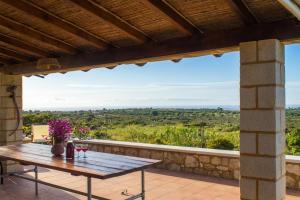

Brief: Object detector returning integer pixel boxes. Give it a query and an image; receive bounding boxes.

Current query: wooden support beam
[1,0,110,48]
[0,15,77,54]
[0,47,32,62]
[172,59,182,63]
[142,0,203,35]
[0,55,17,65]
[71,0,150,43]
[228,0,259,25]
[0,34,49,57]
[0,20,300,75]
[135,63,147,67]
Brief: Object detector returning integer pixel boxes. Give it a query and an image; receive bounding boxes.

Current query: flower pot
[51,142,65,156]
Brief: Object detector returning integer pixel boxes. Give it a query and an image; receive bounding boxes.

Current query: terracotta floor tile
[0,169,300,200]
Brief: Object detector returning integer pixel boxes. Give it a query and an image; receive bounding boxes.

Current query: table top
[0,143,160,179]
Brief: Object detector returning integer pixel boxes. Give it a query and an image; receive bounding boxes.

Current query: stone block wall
[240,39,286,200]
[78,140,300,189]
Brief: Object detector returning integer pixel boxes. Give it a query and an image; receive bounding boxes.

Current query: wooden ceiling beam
[1,0,110,48]
[0,55,17,65]
[0,34,49,57]
[0,20,300,75]
[228,0,259,25]
[0,47,32,62]
[71,0,150,43]
[0,15,77,54]
[142,0,203,35]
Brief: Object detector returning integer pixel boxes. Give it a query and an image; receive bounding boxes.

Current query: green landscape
[23,108,300,155]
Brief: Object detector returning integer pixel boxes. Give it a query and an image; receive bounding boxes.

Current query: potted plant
[48,119,72,156]
[73,126,91,140]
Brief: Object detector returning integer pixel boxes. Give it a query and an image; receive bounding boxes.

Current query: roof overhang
[2,20,300,75]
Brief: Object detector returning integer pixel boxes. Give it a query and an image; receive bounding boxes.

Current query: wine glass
[81,144,89,158]
[75,144,82,158]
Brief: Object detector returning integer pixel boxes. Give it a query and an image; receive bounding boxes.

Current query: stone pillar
[240,39,285,200]
[0,73,23,171]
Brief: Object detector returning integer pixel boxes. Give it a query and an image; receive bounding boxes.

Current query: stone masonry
[0,74,23,171]
[240,39,286,200]
[79,140,300,189]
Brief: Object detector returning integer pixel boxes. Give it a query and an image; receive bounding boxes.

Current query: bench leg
[34,166,39,196]
[141,169,145,200]
[87,177,92,200]
[0,161,4,185]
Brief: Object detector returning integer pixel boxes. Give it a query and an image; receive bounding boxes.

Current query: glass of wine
[75,144,82,158]
[81,144,89,158]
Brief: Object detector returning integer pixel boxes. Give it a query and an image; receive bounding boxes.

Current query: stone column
[240,39,285,200]
[0,73,23,171]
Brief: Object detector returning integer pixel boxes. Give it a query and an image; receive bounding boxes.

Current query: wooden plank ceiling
[0,0,300,75]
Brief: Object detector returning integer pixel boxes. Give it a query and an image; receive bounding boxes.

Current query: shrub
[286,128,300,155]
[207,138,234,150]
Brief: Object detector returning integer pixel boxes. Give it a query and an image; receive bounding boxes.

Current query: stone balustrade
[78,140,300,189]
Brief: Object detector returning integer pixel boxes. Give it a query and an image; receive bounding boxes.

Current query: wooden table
[0,143,160,200]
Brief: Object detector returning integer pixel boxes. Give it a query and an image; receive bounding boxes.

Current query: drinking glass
[81,144,89,158]
[75,144,82,158]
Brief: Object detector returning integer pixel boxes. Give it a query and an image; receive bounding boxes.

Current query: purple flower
[48,119,72,141]
[78,127,90,135]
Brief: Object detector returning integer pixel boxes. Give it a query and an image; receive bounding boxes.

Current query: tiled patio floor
[0,169,300,200]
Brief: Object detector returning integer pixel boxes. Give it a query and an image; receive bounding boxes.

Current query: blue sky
[23,44,300,110]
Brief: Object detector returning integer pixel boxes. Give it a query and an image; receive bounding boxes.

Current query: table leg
[87,177,92,200]
[141,169,145,200]
[0,161,4,185]
[34,166,39,196]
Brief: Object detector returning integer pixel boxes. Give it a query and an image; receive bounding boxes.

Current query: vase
[51,141,65,156]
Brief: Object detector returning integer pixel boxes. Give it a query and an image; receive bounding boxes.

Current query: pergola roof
[0,0,300,75]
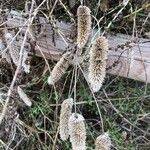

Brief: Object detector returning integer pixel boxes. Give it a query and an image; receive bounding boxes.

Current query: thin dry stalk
[69,113,86,150]
[48,52,71,85]
[88,36,108,92]
[59,98,73,141]
[95,133,111,150]
[77,5,91,49]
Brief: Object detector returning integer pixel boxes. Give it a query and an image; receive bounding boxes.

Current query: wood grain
[2,11,150,83]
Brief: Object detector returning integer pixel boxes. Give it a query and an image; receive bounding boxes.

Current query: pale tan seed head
[59,98,73,141]
[77,5,91,48]
[88,36,108,92]
[95,133,111,150]
[48,52,71,85]
[69,113,86,150]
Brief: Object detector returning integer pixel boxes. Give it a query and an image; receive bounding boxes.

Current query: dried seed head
[77,6,91,48]
[17,86,32,106]
[88,37,108,92]
[48,52,71,85]
[59,98,73,141]
[69,113,86,150]
[95,133,111,150]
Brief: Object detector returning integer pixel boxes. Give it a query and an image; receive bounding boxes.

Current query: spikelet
[48,52,71,85]
[77,6,91,48]
[95,132,111,150]
[17,86,32,106]
[69,113,86,150]
[22,49,30,73]
[88,37,108,92]
[59,98,73,141]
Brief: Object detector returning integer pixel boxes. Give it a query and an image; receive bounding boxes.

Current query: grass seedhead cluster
[88,37,108,92]
[0,0,150,150]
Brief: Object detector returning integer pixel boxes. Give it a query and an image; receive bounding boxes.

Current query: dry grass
[0,0,150,150]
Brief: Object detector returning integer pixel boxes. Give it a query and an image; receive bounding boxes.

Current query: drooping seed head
[88,37,108,92]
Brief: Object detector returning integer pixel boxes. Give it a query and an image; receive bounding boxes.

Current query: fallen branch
[2,11,150,83]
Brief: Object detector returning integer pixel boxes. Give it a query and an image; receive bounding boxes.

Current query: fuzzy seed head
[88,37,108,92]
[69,113,86,150]
[95,133,111,150]
[17,86,32,106]
[77,6,91,48]
[48,52,71,85]
[59,98,73,141]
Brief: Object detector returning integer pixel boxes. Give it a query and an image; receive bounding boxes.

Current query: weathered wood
[2,11,150,83]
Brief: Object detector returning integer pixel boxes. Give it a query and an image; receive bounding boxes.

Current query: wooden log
[2,11,150,83]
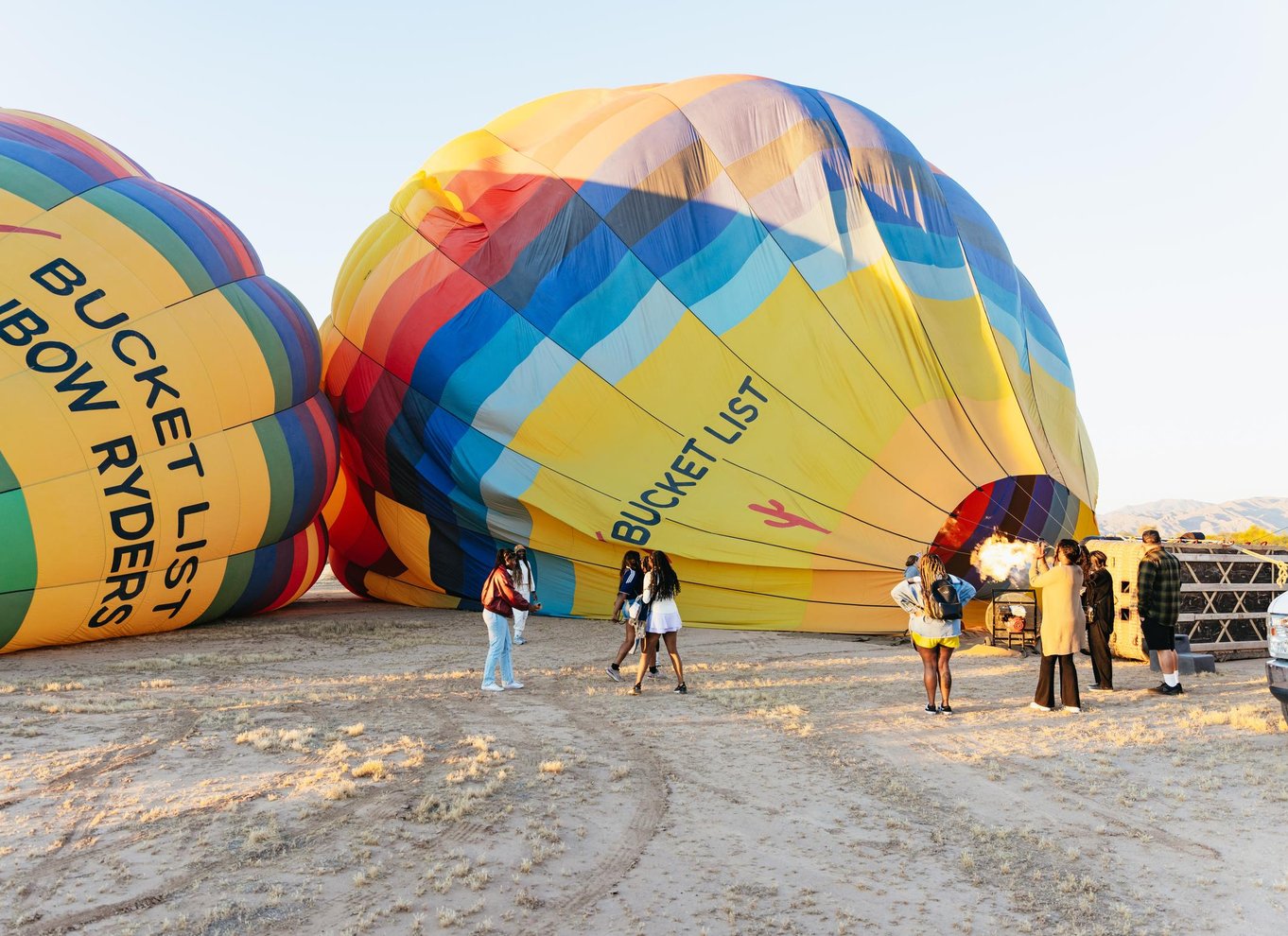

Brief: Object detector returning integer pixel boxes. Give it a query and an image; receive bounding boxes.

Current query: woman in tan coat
[1029,540,1088,712]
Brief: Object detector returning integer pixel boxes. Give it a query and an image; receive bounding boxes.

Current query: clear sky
[0,0,1288,510]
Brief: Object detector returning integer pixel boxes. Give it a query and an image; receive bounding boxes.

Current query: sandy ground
[0,580,1288,936]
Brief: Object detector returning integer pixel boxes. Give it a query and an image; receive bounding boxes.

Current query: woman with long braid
[631,549,689,695]
[890,552,975,715]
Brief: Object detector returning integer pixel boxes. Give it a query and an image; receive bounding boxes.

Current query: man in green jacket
[1136,529,1185,695]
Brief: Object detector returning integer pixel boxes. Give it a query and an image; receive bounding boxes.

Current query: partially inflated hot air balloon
[0,111,338,651]
[323,76,1096,631]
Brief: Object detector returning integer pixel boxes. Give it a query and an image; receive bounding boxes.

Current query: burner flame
[970,533,1033,587]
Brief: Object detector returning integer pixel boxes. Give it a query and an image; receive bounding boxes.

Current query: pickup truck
[1266,591,1288,719]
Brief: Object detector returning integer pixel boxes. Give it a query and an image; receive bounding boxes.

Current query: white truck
[1266,591,1288,719]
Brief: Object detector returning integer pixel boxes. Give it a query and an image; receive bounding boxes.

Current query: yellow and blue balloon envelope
[322,76,1096,631]
[0,111,338,651]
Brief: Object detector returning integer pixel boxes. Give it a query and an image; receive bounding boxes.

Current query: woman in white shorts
[631,549,689,695]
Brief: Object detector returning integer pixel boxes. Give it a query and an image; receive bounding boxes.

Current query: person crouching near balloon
[480,548,541,693]
[890,552,975,715]
[604,549,644,683]
[631,549,689,695]
[1029,540,1088,713]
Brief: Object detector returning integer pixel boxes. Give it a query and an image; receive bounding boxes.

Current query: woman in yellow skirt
[890,552,975,715]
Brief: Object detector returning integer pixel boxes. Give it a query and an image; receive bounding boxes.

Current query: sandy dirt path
[0,582,1288,936]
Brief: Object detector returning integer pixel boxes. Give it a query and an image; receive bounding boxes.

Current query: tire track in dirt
[917,741,1223,861]
[479,691,671,936]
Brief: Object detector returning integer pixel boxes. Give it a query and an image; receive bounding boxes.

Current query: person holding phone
[890,552,975,715]
[479,548,541,693]
[1029,540,1088,715]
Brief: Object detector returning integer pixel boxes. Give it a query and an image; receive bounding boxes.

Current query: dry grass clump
[350,759,387,780]
[322,780,358,801]
[412,736,515,823]
[1189,703,1283,734]
[751,703,814,737]
[42,683,85,693]
[445,736,513,783]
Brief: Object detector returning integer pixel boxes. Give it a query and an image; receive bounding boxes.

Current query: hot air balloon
[0,111,339,651]
[322,76,1096,631]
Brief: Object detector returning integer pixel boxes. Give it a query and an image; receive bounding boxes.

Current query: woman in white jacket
[890,552,975,715]
[631,549,689,695]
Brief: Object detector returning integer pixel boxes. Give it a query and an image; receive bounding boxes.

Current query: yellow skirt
[908,631,962,650]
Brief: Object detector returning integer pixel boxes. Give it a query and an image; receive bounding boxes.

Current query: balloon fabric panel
[323,76,1095,631]
[0,111,339,651]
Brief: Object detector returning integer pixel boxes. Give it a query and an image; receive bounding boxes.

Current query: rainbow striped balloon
[323,76,1096,631]
[0,111,339,651]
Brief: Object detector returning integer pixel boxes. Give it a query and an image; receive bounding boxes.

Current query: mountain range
[1096,497,1288,537]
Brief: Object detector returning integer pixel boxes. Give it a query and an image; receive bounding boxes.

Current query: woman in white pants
[631,549,689,695]
[513,544,537,644]
[479,549,541,693]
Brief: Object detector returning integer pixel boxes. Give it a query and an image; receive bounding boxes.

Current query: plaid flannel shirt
[1136,546,1181,627]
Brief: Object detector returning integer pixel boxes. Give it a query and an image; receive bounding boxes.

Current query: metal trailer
[1083,538,1288,661]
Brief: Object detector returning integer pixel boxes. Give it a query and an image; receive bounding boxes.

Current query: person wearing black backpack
[890,552,975,715]
[1029,540,1088,715]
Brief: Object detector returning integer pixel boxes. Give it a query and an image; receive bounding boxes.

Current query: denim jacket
━━━━━━━━━━━━━━━━━━━━
# [What needs to be done]
Pick out every line of the material that contains the word "balloon", and copy each one. Case counts.

# [Exercise output]
Current query: partially inflated hot air balloon
Current query: yellow and blue balloon envelope
Current query: person crouching near balloon
Current query: hot air balloon
Current query: balloon fabric panel
Current query: rainbow striped balloon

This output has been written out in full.